PAGE EXCERPT -
--- START ---

Letters to the Editor
Sunday, March 7, 2010

More police will not solve homelessness

A small hit and a huge miss for The Citizen in its Feb. 28 story on the homeless, "Community seeks solution to vagrancy-related crime." The photograph accompanying the article is powerful, and speaks a thousand words about the ridicule and humiliation heaped upon the homeless. It could have been used to illustrate a sad truth: that even in these dire economic times, a destitute old man lying helpless in the street near a portable toilet as he slowly poisons himself inspires not sympathy, but laughter.

The Citizen missed this point. It chose instead to pair the picture with an ill-fitting headline that perpetuates the notion that all homeless people engage in crime. The article further suggests that homeless people are free at any time to move somewhere warm and comfortable. Therefore, anyone on the street is there by choice, and we need not feel sorry for them.

Believing in lies leads to wrong-headed solutions. We are about to waste $1 million dollars in federal money to hire more police for offenses such as panhandling, public intoxication and trespassing. But the homeless have nowhere to go during the day. More police may move the problem around faster, but ultimately it will accomplish nothing.

I suggest instead that precious grant monies, as well as efforts from community resources, be used for organizations that actually help to solve the homeless problem. The Keys Overnight Temporary Shelter (KOTS) provides an invaluable service by providing a place for the homeless to stay at night. And the Florida Keys Outreach Coalition (FKOC) serves the homeless population (and thus the community) in ways too numerous to mention.

--- END ---

ENTRIES SUPPLIED -
--- START ---

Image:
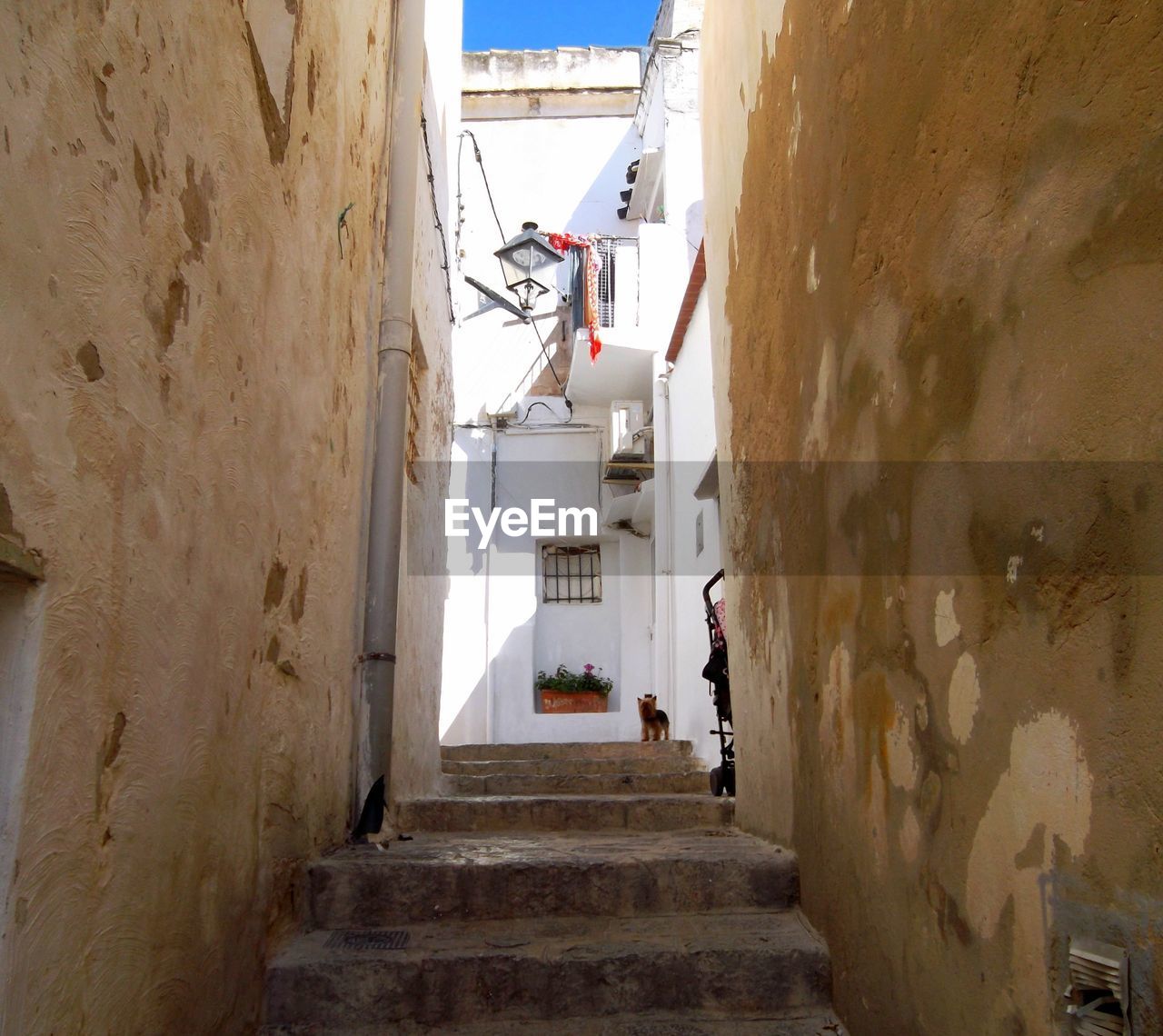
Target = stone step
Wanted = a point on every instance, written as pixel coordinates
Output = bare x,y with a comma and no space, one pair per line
493,877
656,762
580,783
456,972
567,750
565,812
646,1023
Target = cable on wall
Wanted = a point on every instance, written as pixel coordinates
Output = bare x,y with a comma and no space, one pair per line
440,225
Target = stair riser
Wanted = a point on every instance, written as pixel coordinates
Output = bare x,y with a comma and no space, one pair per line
610,783
601,750
452,990
557,815
664,762
382,895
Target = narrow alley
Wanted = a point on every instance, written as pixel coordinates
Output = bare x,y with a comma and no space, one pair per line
597,516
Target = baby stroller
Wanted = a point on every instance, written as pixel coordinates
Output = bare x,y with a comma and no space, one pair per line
722,777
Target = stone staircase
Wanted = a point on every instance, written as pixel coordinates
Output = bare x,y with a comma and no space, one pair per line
592,889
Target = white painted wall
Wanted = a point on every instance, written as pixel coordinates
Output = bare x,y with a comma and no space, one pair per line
498,633
20,636
567,174
692,445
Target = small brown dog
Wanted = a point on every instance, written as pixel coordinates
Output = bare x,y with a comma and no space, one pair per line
655,722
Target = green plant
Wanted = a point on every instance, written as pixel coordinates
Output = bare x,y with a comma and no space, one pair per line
570,682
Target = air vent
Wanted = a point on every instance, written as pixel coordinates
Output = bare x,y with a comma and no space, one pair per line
1099,990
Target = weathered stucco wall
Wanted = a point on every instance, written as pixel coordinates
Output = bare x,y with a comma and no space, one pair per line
183,402
934,236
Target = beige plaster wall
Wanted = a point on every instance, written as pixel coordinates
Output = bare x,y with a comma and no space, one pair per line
184,385
934,236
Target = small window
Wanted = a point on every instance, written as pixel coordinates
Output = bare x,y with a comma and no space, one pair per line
416,366
606,250
572,574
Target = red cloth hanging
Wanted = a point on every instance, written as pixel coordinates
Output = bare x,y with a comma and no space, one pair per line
563,242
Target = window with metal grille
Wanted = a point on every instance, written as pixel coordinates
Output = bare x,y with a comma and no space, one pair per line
572,574
606,252
412,449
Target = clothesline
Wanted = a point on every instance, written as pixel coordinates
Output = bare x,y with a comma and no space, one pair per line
563,244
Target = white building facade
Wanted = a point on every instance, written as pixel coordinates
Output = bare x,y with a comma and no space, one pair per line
601,144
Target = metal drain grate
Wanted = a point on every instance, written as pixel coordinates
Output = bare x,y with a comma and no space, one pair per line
368,941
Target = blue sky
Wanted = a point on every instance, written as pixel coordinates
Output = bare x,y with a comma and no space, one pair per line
539,25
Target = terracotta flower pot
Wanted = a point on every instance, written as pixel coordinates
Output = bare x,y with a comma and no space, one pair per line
572,702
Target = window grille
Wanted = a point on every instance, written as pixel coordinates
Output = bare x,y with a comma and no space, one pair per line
606,252
572,574
412,449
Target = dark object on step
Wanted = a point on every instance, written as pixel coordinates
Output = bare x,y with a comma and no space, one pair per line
371,816
715,672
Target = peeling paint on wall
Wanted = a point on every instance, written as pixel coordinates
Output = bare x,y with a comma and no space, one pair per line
178,325
919,253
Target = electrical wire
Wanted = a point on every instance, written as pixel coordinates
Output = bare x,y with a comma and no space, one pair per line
484,175
541,341
440,225
528,411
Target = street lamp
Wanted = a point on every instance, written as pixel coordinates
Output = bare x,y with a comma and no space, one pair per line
528,262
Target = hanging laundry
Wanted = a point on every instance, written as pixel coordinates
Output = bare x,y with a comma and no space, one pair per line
563,242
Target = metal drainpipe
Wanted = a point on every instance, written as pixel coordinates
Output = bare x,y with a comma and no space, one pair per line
377,662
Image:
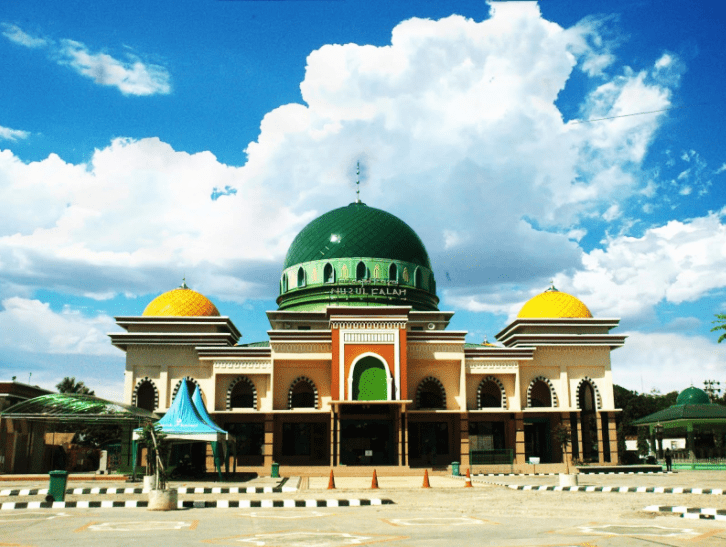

--- END ---

REQUIREMENT -
Transcribe the part of the letter about homelessness that opens with the words containing "More police will" and closes with "sympathy, but laughter.". Rely solely on the letter about homelessness, not on the records.

RESPONSE TO THE TASK -
More police will not solve homelessness

A small hit and a huge miss for The Citizen in its Feb. 28 story on the homeless, "Community seeks solution to vagrancy-related crime." The photograph accompanying the article is powerful, and speaks a thousand words about the ridicule and humiliation heaped upon the homeless. It could have been used to illustrate a sad truth: that even in these dire economic times, a destitute old man lying helpless in the street near a portable toilet as he slowly poisons himself inspires not sympathy, but laughter.